Tupla is a Finnish chocolate bar made by Cloetta. It consists of milk chocolate with a nougat-flavoured filling, coated with bits of almond.

The name "Tupla", meaning "double", comes from the fact that there are always two Tupla bars in a single wrapper. The bars are placed end-to-end.

The original Tupla dates back to the 1960 and is still one of the most popular chocolate bars in Finland. In the 1990s and 2000s two variants have been introduced: Tupla White, with a coating of white chocolate instead of milk chocolate, and Tupla Black, with bits of liquorice added into the filling.

There were even Tupla Easter eggs available in the 1990s. Despite the name, however, there weren't two chocolate eggs nested inside each other.

==Ingredients==
Glucose syrup, sugar, vegetable fats (palm, shea), skimmed milk powder, cocoa butter, almonds, whole milk powder, cocoa mass, fat reduced cocoa powder, whey powder (milk), hydrolyzed milk protein, salt, flavourings, emulsifier (sunflower lecithin).

— Actions to take —
**1.** In the passage about the Tupla chocolate bar, why is the bar called "Tupla"?
**2.** Extend the passage about the Tupla chocolate bar, picking up right after its ingredients list.
The listing that comes next has no connection to the passage about the Tupla chocolate bar.

— Provided material —

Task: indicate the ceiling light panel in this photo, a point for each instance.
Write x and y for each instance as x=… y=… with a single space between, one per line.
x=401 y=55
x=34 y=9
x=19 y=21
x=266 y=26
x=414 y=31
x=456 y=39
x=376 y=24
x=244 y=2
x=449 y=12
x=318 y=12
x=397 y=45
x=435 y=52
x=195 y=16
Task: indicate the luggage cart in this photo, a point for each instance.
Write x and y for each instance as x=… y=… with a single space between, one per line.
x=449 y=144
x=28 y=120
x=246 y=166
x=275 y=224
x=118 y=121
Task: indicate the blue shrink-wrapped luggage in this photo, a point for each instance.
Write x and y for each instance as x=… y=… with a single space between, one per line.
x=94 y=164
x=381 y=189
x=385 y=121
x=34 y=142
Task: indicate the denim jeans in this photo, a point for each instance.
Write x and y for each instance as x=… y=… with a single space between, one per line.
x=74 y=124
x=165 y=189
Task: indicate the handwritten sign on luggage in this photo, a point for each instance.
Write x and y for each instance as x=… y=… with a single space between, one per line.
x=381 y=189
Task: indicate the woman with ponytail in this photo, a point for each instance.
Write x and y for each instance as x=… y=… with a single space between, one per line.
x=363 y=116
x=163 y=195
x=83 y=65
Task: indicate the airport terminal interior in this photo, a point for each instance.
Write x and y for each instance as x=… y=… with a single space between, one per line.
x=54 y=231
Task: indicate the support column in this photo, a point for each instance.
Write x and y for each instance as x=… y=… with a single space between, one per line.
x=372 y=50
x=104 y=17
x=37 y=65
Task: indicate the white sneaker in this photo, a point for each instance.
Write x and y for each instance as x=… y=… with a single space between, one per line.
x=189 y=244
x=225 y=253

==

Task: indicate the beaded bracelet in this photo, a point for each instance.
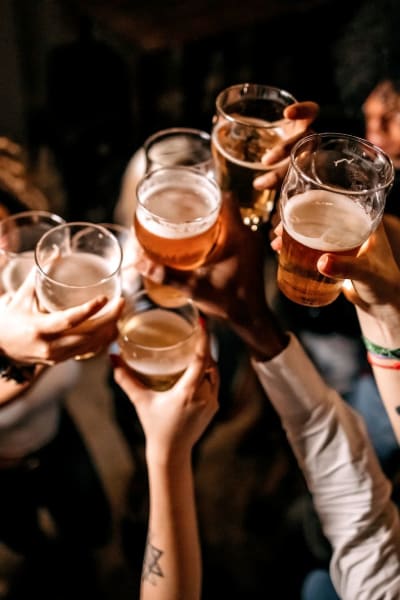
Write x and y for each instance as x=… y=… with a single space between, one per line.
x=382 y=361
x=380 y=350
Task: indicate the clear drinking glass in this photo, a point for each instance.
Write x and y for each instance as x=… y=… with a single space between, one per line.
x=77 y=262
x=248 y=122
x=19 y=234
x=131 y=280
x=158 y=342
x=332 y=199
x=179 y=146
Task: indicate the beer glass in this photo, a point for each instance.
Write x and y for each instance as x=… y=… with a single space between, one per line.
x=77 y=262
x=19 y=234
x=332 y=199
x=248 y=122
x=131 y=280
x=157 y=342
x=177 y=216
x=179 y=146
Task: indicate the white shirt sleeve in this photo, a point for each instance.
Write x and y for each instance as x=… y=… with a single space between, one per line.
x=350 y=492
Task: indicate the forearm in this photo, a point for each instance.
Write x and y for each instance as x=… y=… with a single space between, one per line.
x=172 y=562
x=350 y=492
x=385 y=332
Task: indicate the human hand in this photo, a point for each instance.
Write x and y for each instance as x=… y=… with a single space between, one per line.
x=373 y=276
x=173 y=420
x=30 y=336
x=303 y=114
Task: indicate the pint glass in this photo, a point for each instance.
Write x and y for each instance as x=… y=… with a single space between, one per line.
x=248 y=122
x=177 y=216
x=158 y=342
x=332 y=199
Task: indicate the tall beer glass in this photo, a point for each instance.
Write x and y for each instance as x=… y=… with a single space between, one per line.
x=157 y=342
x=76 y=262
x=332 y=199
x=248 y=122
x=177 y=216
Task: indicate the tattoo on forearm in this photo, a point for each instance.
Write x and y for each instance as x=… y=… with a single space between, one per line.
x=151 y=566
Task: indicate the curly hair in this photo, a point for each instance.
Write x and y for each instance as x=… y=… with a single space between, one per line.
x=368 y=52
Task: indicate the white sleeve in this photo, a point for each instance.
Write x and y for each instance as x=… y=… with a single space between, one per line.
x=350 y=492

— Answers below —
**1.** The name means "double," because every wrapper always holds two Tupla bars placed end-to-end.

**2.**
==Nutrition information==
Per 100g: 1954 kJ /463 kcal (Energy), 19g (Fat) of which 10g (Saturates), 64g (Carbonhydrate) of which 57g (Sugars), 6,3g (Protein), 0,47g (Salt).

== Weight==
Bar weights are 50g TUPLA MAXI and 85g TUPLA KING SIZE.

==Tupla Sport==
In 2008 a new side-brand was issued, Tupla Sport. Tupla Sport has a high fiber content and comes in two flavours: apple and raspberry. Its main ingredients are chocolate, muesli, almonds and nougat.

==Advertising==
=== Easy to open at any time ===
In 2019, Tupla ran ads which featured a variety of shots where the packaging was being opened using hands showing the new "Easy to open" feature. The ad was companied by a slogan - "Easy to open at any time". The ads ran in Estonia and Latvia.